**Instructions for the task:**
Can you format all the entries below as a JSON list of strings, one string per line, with blank lines dropped and the pictures left out?
>> start
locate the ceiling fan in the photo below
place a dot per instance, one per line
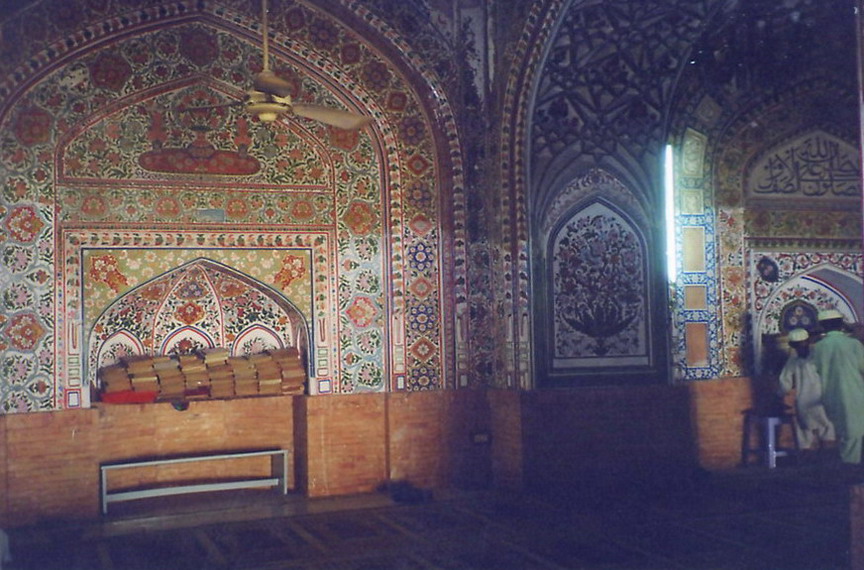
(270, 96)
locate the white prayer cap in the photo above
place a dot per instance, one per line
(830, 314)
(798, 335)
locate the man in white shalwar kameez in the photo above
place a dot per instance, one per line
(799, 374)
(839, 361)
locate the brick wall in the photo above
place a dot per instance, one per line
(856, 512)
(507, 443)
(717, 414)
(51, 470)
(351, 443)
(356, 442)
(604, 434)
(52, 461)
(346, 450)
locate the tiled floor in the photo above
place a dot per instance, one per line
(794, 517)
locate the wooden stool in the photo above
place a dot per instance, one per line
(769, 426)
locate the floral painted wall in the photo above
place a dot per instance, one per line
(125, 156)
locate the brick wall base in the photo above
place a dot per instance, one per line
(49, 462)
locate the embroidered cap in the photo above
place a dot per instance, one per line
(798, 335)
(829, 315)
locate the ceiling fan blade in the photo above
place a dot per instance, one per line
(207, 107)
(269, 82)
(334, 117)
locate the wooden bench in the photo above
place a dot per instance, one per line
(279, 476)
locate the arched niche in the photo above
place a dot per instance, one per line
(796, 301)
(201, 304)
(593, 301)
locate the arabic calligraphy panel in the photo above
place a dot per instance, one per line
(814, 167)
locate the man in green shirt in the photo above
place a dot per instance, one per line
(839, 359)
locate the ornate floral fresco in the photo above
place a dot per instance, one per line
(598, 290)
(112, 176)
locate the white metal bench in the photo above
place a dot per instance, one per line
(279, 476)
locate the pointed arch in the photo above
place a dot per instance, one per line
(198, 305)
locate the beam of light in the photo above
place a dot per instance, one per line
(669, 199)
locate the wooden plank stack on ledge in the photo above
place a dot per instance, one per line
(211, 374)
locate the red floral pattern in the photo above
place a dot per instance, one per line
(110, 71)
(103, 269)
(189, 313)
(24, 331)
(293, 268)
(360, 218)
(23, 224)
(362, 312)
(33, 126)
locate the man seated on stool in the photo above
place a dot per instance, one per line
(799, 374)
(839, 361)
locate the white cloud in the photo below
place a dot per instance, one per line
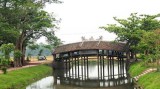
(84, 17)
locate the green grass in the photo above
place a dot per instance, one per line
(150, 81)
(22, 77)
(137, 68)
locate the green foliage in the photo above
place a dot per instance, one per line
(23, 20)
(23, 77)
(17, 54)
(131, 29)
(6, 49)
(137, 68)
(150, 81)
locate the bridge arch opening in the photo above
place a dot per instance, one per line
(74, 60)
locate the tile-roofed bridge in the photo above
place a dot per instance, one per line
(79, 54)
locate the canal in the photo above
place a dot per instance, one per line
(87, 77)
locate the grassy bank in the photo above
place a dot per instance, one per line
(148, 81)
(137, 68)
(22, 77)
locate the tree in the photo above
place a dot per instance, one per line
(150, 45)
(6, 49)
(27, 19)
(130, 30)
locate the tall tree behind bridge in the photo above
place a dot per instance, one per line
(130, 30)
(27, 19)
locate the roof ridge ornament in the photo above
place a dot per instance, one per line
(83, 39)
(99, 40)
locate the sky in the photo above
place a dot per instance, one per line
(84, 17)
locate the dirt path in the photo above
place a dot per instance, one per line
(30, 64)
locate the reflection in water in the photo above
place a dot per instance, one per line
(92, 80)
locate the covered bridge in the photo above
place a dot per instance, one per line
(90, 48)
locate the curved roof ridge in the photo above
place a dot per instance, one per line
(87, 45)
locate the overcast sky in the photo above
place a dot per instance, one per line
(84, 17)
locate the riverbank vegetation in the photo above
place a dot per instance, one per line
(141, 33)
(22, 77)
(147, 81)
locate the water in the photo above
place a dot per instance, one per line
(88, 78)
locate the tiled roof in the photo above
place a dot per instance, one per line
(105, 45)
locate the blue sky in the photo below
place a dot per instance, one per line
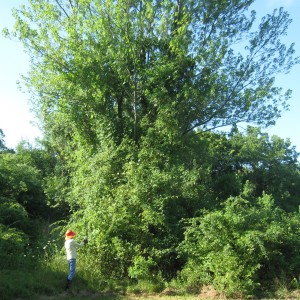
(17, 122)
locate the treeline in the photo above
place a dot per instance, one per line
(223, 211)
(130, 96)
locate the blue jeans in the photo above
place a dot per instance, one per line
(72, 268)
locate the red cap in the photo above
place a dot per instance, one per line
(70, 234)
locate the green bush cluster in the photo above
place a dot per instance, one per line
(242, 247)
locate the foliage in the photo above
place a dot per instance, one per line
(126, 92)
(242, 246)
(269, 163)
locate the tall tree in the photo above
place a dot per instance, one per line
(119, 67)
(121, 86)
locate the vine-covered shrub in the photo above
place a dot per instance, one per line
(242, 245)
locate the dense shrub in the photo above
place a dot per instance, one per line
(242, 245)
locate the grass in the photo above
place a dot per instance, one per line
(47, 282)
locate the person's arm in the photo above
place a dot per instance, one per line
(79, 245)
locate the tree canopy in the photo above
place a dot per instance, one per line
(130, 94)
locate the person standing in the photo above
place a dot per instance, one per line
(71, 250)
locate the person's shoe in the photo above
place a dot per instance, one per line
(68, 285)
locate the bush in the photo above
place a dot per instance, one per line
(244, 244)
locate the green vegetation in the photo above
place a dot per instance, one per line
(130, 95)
>> end
**Finished answer:**
[
  "locate the ceiling fan in the photo below",
  "place a dot per instance, one per line",
  "(270, 96)",
  "locate the white prayer cap in the photo above",
  "place a dot per instance, one per line",
  "(830, 314)",
  "(798, 335)",
  "locate the man in white shalwar kameez in the photo above",
  "place a dot per instance, one per line",
  "(799, 374)",
  "(839, 361)",
  "locate the brick wall in the photo above",
  "place a dot per instance, one per line",
  "(856, 512)",
  "(507, 443)",
  "(717, 414)",
  "(51, 470)",
  "(351, 443)",
  "(356, 442)",
  "(604, 434)",
  "(52, 461)",
  "(346, 450)",
  "locate the tiled floor in the photo above",
  "place a dot per instance, one per line",
  "(794, 517)",
  "locate the wooden stool in the photo above",
  "place a dot per instance, one per line",
  "(769, 426)",
  "locate the floral painted wall in the photo above",
  "place a dot per instance, one per line",
  "(125, 156)",
  "locate the brick wall base in the photo above",
  "place a dot per instance, one per line",
  "(49, 462)",
  "locate the embroidered cap in the photo above",
  "place a dot per instance, one per line",
  "(798, 335)",
  "(829, 315)",
  "locate the ceiling fan blade in the photo above",
  "place a dot per instance, one per line",
  "(207, 107)",
  "(269, 82)",
  "(334, 117)",
  "locate the wooden bench in the photo above",
  "place a dot per instance, one per line",
  "(279, 476)",
  "locate the arched niche in the photo above",
  "place a dot per instance, one per line",
  "(796, 301)",
  "(201, 304)",
  "(593, 301)",
  "locate the arabic calligraphy panel in the photo above",
  "place a dot per instance, one per line",
  "(814, 167)",
  "locate the man in green shirt in the photo above",
  "place a dot per instance, one per line",
  "(839, 359)",
  "locate the ornate floral fresco in the photo above",
  "place a dot per instance, one per line",
  "(598, 290)",
  "(112, 176)",
  "locate the white metal bench in the photo above",
  "place a dot per instance, one per line",
  "(279, 476)",
  "locate the pointed arch in the photo above",
  "place a dot per instance, one per line",
  "(198, 305)",
  "locate the beam of light in the photo above",
  "place a dot per instance, one per line",
  "(669, 199)",
  "locate the wooden plank stack on ledge in the photo above",
  "place a dot per instance, one per line",
  "(211, 374)",
  "locate the red floral pattern in the photo above",
  "place a dot per instance, one per line",
  "(110, 71)",
  "(103, 269)",
  "(189, 313)",
  "(24, 331)",
  "(293, 268)",
  "(360, 218)",
  "(23, 224)",
  "(362, 312)",
  "(33, 126)",
  "locate the man seated on stool in the photo above",
  "place a dot per instance, one per line",
  "(799, 374)",
  "(839, 361)",
  "locate the white cloud in the photo below",
  "place a dot per instance, one per line",
  "(84, 17)",
  "locate the green grass in the photo above",
  "place a dot per instance, one per line",
  "(150, 81)",
  "(22, 77)",
  "(137, 68)",
  "locate the green foliage in the photo above",
  "place a dot per instance, one per line",
  "(23, 20)",
  "(23, 77)",
  "(17, 54)",
  "(131, 29)",
  "(6, 49)",
  "(137, 68)",
  "(150, 81)",
  "locate the bridge arch opening in the photo above",
  "place a dot per instance, one per line",
  "(74, 60)",
  "locate the tile-roofed bridge in the photo above",
  "place a dot per instance, one per line",
  "(79, 54)",
  "locate the canal in the photo above",
  "place a dot per instance, one per line",
  "(87, 77)",
  "locate the grassy bank in the photo above",
  "place a dot per instance, one per line",
  "(148, 81)",
  "(137, 68)",
  "(22, 77)",
  "locate the tree in the photo above",
  "place a dot per instance, one per line",
  "(150, 45)",
  "(6, 49)",
  "(27, 19)",
  "(130, 30)",
  "locate the tall tree behind bridge in the photo above",
  "place a dot per instance, one per line",
  "(130, 30)",
  "(27, 19)",
  "locate the roof ridge ornament in the photo above",
  "place a dot per instance, one per line",
  "(83, 39)",
  "(99, 40)",
  "locate the sky in the photo above",
  "place a dot per instance, one per line",
  "(84, 17)",
  "locate the dirt path in the photo above",
  "place a dot per instance, one per line",
  "(30, 64)",
  "locate the reflection in water in the photo above",
  "place a dot per instance, one per line",
  "(92, 80)",
  "locate the covered bridge in the photo above",
  "place a dot per instance, one per line",
  "(90, 48)",
  "locate the curved roof ridge in the photo above",
  "place a dot per instance, one per line",
  "(87, 45)",
  "locate the overcast sky in the photo above",
  "place a dot per instance, one per line",
  "(84, 17)",
  "locate the riverbank vegetation in the photo above",
  "place a dot per instance, one per line",
  "(141, 33)",
  "(22, 77)",
  "(147, 81)",
  "locate the water in the photo above",
  "place a dot per instance, one per line",
  "(88, 78)",
  "locate the tiled roof in the photo above",
  "place a dot per instance, one per line",
  "(105, 45)",
  "locate the blue sky in the photo below",
  "place a dot per instance, one per line",
  "(17, 122)",
  "locate the treeline in the photo above",
  "place a dot per instance, one per line",
  "(223, 211)",
  "(130, 96)",
  "locate the blue jeans in the photo above",
  "place a dot per instance, one per line",
  "(72, 268)",
  "locate the red cap in the photo above",
  "place a dot per instance, one per line",
  "(70, 234)",
  "locate the green bush cluster in the photo above",
  "place a dot per instance, one per line",
  "(242, 247)",
  "locate the foliage in the photo above",
  "place a dot per instance, one per line",
  "(126, 92)",
  "(242, 246)",
  "(269, 163)",
  "locate the tall tree in the photo above",
  "place a dot per instance, one per line",
  "(119, 67)",
  "(121, 86)",
  "locate the vine-covered shrub in the photo above",
  "place a dot per instance, one per line",
  "(242, 245)",
  "locate the dense shrub in the photo above",
  "place a dot per instance, one per line",
  "(242, 245)",
  "locate the grass in the photo above",
  "place a dot per instance, one per line",
  "(47, 282)",
  "locate the person's arm in the photo above",
  "place a dot per instance, one per line",
  "(79, 245)",
  "locate the tree canopy in the photo above",
  "place a dot per instance, one per line",
  "(130, 94)",
  "locate the person standing in the photo above",
  "place a dot per instance, one per line",
  "(71, 250)",
  "locate the person's shoe in the photo above",
  "place a dot per instance, one per line",
  "(68, 285)",
  "locate the bush in the photo above",
  "place a dot per instance, one per line",
  "(244, 244)",
  "locate the green vegetation in the photo above",
  "place a dot per instance, one per line",
  "(130, 95)"
]